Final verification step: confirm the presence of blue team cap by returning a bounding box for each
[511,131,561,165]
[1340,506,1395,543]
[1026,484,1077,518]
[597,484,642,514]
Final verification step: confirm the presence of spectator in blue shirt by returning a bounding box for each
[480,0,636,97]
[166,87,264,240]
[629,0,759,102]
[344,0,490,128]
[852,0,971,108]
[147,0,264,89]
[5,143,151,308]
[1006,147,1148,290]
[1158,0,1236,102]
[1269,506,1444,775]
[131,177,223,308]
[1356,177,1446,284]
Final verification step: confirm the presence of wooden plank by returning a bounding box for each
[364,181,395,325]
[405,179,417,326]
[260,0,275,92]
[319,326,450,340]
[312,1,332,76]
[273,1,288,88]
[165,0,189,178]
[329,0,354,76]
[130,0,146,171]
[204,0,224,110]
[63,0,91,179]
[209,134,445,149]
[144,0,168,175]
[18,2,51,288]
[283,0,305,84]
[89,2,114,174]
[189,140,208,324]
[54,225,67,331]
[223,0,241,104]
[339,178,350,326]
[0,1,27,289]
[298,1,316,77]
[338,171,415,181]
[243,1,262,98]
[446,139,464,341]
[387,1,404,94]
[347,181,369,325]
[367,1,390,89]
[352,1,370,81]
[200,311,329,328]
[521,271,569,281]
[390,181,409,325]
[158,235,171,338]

------------------------------

YOUR INSTRUCTIONS
Express every line above as a Markdown table with the columns No. and Line, numbering the rows in order and leaving out any blank lines.

PROBLEM SOLUTION
| No. | Line |
|---|---|
| 1 | Final verification step: confirm the presence of blue team cap by returning a bounding box for each |
| 2 | [511,131,561,165] |
| 3 | [1340,506,1395,543] |
| 4 | [1026,484,1077,518] |
| 5 | [597,484,642,514] |
| 6 | Final verification step: confirm the presence of spectator in blue shirt by returning a bounding box for each |
| 7 | [480,0,636,97] |
| 8 | [166,87,264,240] |
| 9 | [629,0,759,102] |
| 10 | [344,0,490,128] |
| 11 | [852,0,971,108] |
| 12 | [147,0,264,89] |
| 13 | [5,143,151,308] |
| 14 | [1006,147,1148,290] |
| 15 | [1158,0,1236,102] |
| 16 | [1269,506,1444,775] |
| 17 | [131,177,223,308] |
| 18 | [1356,177,1446,284] |
| 19 | Final verification step: confirm the presence of wooden plank by returning a bounding box for each |
| 20 | [364,181,395,325] |
| 21 | [405,179,417,326] |
| 22 | [260,0,275,92] |
| 23 | [319,326,450,340] |
| 24 | [312,1,332,76] |
| 25 | [273,1,288,88] |
| 26 | [165,0,189,178] |
| 27 | [329,0,354,76] |
| 28 | [130,0,146,171] |
| 29 | [204,0,224,110] |
| 30 | [63,0,91,179] |
| 31 | [209,134,445,149] |
| 32 | [144,0,168,175] |
| 33 | [18,2,51,288] |
| 34 | [283,0,305,84] |
| 35 | [89,2,114,174] |
| 36 | [189,140,208,324] |
| 37 | [54,225,67,331] |
| 38 | [223,0,241,104] |
| 39 | [339,178,350,326] |
| 40 | [0,1,27,289] |
| 41 | [298,1,316,77] |
| 42 | [338,171,415,181] |
| 43 | [243,1,262,98] |
| 44 | [446,139,464,341] |
| 45 | [387,1,404,94] |
| 46 | [347,181,369,325] |
| 47 | [367,1,390,89] |
| 48 | [352,1,370,81] |
| 49 | [200,311,329,328] |
| 50 | [521,271,569,281] |
| 51 | [390,181,409,325] |
| 52 | [158,235,171,338] |